Requirement
Exactly the lines starting at the line containing "Can you spot the stone" and ending at the line containing "When the pointer" are to be written out from the listing below, both included.

Record set

───

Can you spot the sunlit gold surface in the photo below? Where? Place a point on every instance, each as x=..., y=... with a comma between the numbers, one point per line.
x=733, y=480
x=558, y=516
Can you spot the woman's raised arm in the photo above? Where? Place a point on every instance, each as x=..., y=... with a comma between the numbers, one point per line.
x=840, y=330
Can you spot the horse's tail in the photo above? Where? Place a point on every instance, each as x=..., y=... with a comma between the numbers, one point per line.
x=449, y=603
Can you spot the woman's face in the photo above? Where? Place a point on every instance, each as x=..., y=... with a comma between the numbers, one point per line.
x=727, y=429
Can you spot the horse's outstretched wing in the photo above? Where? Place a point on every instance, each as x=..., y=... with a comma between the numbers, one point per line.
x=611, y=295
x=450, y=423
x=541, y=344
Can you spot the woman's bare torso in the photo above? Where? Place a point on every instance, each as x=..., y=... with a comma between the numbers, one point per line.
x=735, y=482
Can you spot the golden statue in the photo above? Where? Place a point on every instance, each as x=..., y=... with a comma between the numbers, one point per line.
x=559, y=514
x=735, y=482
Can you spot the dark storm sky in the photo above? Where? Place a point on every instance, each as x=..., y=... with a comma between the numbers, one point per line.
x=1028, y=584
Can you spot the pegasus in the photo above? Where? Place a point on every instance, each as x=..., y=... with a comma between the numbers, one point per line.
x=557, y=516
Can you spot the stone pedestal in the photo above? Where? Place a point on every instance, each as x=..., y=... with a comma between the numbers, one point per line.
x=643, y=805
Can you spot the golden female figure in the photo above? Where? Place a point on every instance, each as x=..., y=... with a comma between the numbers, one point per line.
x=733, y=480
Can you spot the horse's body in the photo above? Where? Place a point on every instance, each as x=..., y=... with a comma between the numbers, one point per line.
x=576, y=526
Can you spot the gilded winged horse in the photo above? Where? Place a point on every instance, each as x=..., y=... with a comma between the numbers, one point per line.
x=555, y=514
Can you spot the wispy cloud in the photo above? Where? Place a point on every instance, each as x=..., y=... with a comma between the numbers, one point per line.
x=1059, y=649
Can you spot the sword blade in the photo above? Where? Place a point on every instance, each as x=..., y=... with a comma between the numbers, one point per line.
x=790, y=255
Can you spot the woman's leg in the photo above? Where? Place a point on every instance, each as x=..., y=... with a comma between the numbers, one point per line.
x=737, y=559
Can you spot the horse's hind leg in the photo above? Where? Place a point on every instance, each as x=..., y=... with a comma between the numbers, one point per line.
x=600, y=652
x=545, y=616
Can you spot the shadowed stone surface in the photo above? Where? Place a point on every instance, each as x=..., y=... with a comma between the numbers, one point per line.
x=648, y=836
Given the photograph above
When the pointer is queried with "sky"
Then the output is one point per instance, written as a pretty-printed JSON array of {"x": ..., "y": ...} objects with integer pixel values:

───

Answer space
Can you spot the stone pedestal in the photo above? Where? Place a point on every instance, each as x=..., y=... with a comma between the numbers, one point per line.
x=643, y=805
Can you spot the golden female figure in the photo above? Where? Place a point on every instance, each as x=..., y=... with a comma between the numbers, one point per line.
x=733, y=480
Can you spot the horse's body in the photo above? Where? Place a point on every instance, each as x=..., y=... with a comma between the numbers, one point per line.
x=576, y=526
Can you spot the gilded winged horse in the photo above? Where? Place a point on every instance, each as x=..., y=... with a comma between the numbers, one point per line.
x=555, y=514
Can you spot the wispy cloud in the photo above? Where? Place a point on every instance, each as x=..., y=... with a comma between the numbers, one point per line.
x=1059, y=649
Can you spot the sword blade in the photo above? Where? Place a point on every instance, each as x=..., y=... with a comma between the numbers, one point per line.
x=790, y=255
Can you spot the woman's leg in the photo above? Where? Place a point on every instance, each as x=..., y=... with a comma between the numbers, one point per line.
x=737, y=559
Can you spot the horse's hind leg in the photo above? Where? Place a point on every instance, each as x=..., y=... with a comma between the numbers, one point per line.
x=600, y=652
x=545, y=616
Can you spot the shadowed stone surface in the photo above? Where? Place a point on every instance, each as x=..., y=... with a comma between the numbers, one point per line.
x=648, y=836
Given the photograph above
When the pointer is queried with "sky"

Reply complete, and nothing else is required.